Please output the data exactly, without omitting anything.

Records contained in a dataset »
--------------------------------------------------

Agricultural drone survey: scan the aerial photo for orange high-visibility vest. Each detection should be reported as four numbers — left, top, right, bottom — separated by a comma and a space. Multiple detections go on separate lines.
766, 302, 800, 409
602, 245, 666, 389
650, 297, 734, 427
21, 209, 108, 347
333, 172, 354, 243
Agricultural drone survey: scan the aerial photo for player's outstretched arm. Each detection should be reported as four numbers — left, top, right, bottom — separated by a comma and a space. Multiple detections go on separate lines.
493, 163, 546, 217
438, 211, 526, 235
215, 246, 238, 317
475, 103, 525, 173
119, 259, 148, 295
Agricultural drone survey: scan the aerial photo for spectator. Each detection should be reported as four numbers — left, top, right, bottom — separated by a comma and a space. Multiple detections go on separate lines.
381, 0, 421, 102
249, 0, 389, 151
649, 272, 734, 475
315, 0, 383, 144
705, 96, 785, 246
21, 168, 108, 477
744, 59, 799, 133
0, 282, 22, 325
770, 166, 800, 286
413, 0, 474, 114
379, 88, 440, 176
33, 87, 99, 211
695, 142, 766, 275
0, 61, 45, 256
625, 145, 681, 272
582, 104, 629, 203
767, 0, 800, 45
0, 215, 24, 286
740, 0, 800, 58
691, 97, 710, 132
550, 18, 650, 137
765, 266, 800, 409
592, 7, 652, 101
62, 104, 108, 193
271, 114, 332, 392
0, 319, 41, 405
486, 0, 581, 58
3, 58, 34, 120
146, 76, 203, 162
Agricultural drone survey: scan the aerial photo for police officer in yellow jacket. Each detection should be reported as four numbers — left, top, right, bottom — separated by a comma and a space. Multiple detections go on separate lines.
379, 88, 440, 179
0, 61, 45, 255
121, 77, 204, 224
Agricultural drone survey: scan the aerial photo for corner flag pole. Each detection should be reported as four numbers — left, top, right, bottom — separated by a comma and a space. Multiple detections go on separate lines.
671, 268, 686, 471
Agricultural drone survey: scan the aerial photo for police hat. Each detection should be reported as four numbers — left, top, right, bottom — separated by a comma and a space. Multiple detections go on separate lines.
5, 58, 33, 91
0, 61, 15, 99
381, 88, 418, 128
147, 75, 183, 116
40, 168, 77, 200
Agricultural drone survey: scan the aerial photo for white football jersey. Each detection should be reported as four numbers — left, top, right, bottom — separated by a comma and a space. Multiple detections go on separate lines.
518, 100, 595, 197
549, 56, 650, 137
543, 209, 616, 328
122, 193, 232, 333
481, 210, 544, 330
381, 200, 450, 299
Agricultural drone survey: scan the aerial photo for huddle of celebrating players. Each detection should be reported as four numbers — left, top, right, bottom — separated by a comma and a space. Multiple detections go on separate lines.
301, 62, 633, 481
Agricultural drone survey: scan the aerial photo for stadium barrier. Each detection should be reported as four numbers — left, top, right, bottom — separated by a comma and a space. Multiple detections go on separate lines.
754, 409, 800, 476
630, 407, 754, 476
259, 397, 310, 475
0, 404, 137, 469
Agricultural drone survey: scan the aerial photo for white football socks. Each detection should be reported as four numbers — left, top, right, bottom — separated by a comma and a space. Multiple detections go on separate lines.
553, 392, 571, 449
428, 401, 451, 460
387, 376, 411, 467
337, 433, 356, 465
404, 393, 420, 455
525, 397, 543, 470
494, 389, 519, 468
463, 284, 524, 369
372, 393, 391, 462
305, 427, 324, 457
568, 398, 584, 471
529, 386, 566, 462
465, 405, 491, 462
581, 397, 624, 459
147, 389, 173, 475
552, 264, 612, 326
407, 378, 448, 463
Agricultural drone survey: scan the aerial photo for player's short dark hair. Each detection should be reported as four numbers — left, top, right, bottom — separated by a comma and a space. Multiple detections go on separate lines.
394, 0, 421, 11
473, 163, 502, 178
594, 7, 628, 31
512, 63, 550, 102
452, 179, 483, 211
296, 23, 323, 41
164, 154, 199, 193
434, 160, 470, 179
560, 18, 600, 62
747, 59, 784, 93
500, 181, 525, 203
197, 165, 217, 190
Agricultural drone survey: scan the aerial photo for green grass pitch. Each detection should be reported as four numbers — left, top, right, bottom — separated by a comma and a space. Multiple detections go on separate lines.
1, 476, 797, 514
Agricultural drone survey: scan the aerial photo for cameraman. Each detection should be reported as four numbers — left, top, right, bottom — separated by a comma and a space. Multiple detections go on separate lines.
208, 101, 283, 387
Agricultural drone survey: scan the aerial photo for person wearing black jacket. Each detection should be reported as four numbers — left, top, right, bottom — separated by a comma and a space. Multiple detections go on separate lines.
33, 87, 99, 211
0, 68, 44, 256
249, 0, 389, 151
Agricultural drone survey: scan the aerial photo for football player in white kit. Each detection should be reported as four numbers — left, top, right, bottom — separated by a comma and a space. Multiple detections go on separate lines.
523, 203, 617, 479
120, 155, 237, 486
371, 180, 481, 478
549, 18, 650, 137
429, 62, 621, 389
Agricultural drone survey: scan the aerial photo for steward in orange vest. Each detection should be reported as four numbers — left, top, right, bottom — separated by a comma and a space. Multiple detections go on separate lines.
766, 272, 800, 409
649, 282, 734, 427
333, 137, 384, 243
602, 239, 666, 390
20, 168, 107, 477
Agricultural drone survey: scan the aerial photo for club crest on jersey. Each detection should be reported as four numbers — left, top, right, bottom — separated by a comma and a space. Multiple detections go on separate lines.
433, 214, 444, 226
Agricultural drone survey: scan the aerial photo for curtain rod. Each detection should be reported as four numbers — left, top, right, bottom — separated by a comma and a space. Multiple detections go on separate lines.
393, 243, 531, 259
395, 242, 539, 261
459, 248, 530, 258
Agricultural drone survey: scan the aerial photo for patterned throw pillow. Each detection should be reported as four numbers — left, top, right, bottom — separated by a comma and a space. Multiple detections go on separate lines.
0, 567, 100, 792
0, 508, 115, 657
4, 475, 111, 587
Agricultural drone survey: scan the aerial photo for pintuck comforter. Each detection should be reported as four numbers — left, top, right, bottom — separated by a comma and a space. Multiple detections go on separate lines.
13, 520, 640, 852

--------------------------------------------------

Result of the task »
Agricultural drone survey: scan the aerial photo for orange high-visibility vest. Each detection should be reported as four numbers — left, top, right, bottom — separated by a comma and a space. Multiple detections go on separate lines.
766, 302, 800, 409
602, 245, 666, 389
650, 297, 734, 427
21, 209, 108, 347
333, 172, 354, 243
Agricultural drone survey: scan the aerial photo for player's outstretched arm. Each detection should be reported as four numbers — left, top, right, bottom — separated by a comma and a space. Multiple detections go on separate lines.
493, 163, 546, 217
438, 211, 526, 235
215, 246, 238, 317
475, 103, 525, 173
119, 259, 148, 295
Agricultural drone survey: scan the aerial photo for spectator. Each detection should be reported as four numbers — left, top, right, bottom — separated by a comma and a space. Multiple detections go on separate lines.
381, 0, 421, 102
249, 0, 389, 151
649, 272, 734, 475
315, 0, 383, 144
705, 96, 785, 246
21, 168, 108, 477
744, 59, 799, 133
0, 282, 22, 325
770, 166, 800, 286
413, 0, 474, 114
379, 88, 440, 176
33, 87, 99, 211
695, 142, 766, 275
0, 61, 45, 256
625, 145, 681, 272
582, 104, 629, 203
767, 0, 800, 45
0, 215, 24, 286
740, 0, 800, 58
691, 97, 710, 132
550, 18, 650, 137
765, 266, 800, 409
592, 7, 652, 101
62, 104, 108, 193
271, 114, 332, 392
0, 319, 41, 405
486, 0, 581, 58
3, 58, 34, 120
146, 76, 203, 162
Agricultural drone survey: scan the aerial photo for police officer in yellow jacket. Each detection should be reported as four numbers — left, top, right, bottom — separated by a comma and a space. Multiple detections go on separate lines.
379, 88, 440, 179
0, 61, 45, 255
121, 77, 204, 224
Agricultural drone survey: scan the aerial photo for corner flag pole. Each detection should be reported as four numbers — left, top, right, bottom — separated by a comma and a space. Multiple detections go on separate lines.
671, 268, 686, 471
Agricultural drone survey: scan the aerial photo for police hat. Each detection should be reported as four numbers — left, top, right, bottom — separated by a comma and a space. Multiple detections go on separate lines.
5, 58, 33, 91
0, 61, 15, 99
381, 88, 418, 128
147, 75, 183, 116
40, 168, 77, 200
Agricultural drone survey: scan the aerial photo for white football jersey. Each detection should be reported as four numbers — left, top, right, bottom — separated by a comma and a space. Multiple detections go on separate lines.
518, 100, 595, 197
549, 56, 650, 137
543, 209, 616, 328
122, 193, 232, 333
481, 210, 544, 330
381, 200, 450, 299
Agricultural drone survey: scan the aerial photo for huddle of celebrating players. Each detection should be reported as four numbers — left, top, right, bottom — separated by a comma and a space. Multiple detections go on separate lines.
301, 62, 633, 481
Agricultural drone survey: scan the aerial photo for stadium barrier. Each detection should be reported as four numbers — left, top, right, bottom — separated by a comma and a space. Multiple detections go on separate lines.
754, 409, 800, 476
630, 407, 754, 476
259, 397, 310, 475
0, 404, 137, 469
Agricultural drone survey: scan the aerial photo for white football socks. Each detection should be reported as four numbers — left, top, right, bottom — separated by a comma and a space. Multiple detections go on separate lines.
553, 392, 571, 449
428, 401, 451, 460
387, 376, 411, 467
337, 433, 356, 465
404, 393, 420, 455
525, 397, 543, 470
494, 389, 519, 468
463, 284, 524, 369
372, 393, 391, 462
305, 427, 324, 457
568, 398, 584, 471
529, 386, 566, 462
465, 405, 491, 462
581, 397, 624, 459
147, 389, 173, 475
552, 264, 612, 326
407, 378, 448, 463
Agricultural drone survey: scan the aerial photo for player's short dark hair. Each detection should be reported as four numbers — left, top, right, bottom — separated by a comma and a space. Multiple detections go on separate lines.
394, 0, 421, 11
473, 163, 502, 178
594, 7, 628, 31
512, 63, 550, 102
452, 179, 483, 211
296, 23, 323, 41
164, 154, 199, 193
434, 160, 470, 179
560, 18, 600, 62
747, 59, 784, 93
500, 181, 525, 203
197, 165, 217, 190
Agricultural drone survey: scan the aerial photo for green grass pitch. Each detection should be reported as four numbers — left, top, right, bottom — separated by a comma and a space. Multiple detections go on separate lines.
1, 476, 797, 514
Agricultural drone survey: scan the aerial photo for cameraman. Each detection should be reported as four numbers — left, top, right, bottom — separated by a comma and a space. Multiple detections go on separate lines.
208, 101, 283, 387
Agricultural drone survey: scan the aerial photo for person wearing black jacket. Each detection should be reported as four numbers — left, top, right, bottom — separated by a comma and a space. Multiple detections go on separate lines.
33, 87, 99, 211
0, 68, 44, 256
249, 0, 389, 151
Agricultural drone survey: scan the aerial photo for football player in white kit. Each detection should be reported as four numbers — left, top, right, bottom — separated by a comma and a space. Multiple detections go on separate lines.
523, 203, 617, 479
120, 155, 237, 486
371, 180, 481, 478
549, 18, 650, 137
429, 62, 621, 389
Agricultural drone survey: scan the aerial photo for steward in orange vest. Each detection should be reported as four numbers — left, top, right, bottom — separated by a comma and a space. Multiple detections go on separate lines.
766, 272, 800, 409
649, 282, 734, 427
333, 137, 384, 243
602, 239, 666, 390
20, 168, 107, 477
Agricultural drone survey: scan the aerial photo for club crest on jersey. Each detection should be reported as four numbers — left, top, right, bottom — separated by a comma and a space. Multiple detections go on separate lines.
433, 214, 444, 226
Agricultural drone survey: scan the aerial photo for curtain rod. Each detection should be reported as four numbers — left, top, right, bottom — separated by a comma and a space. Multiple detections go on separate lines.
393, 243, 531, 259
395, 242, 539, 261
459, 248, 530, 258
Agricultural drone survey: scan the aerial photo for patterned throw pillow. Each detection should be reported as four numbers — left, top, right, bottom — separated by a comma and a space. Multiple detections go on separate lines.
0, 567, 100, 792
0, 508, 115, 657
4, 475, 111, 587
Agricultural drone survey: scan the aerial photo for pintuck comforter. Each detection should be reported as four numbers — left, top, right, bottom — separated by a comma and a space. Multiple detections go on separate lines.
13, 520, 640, 852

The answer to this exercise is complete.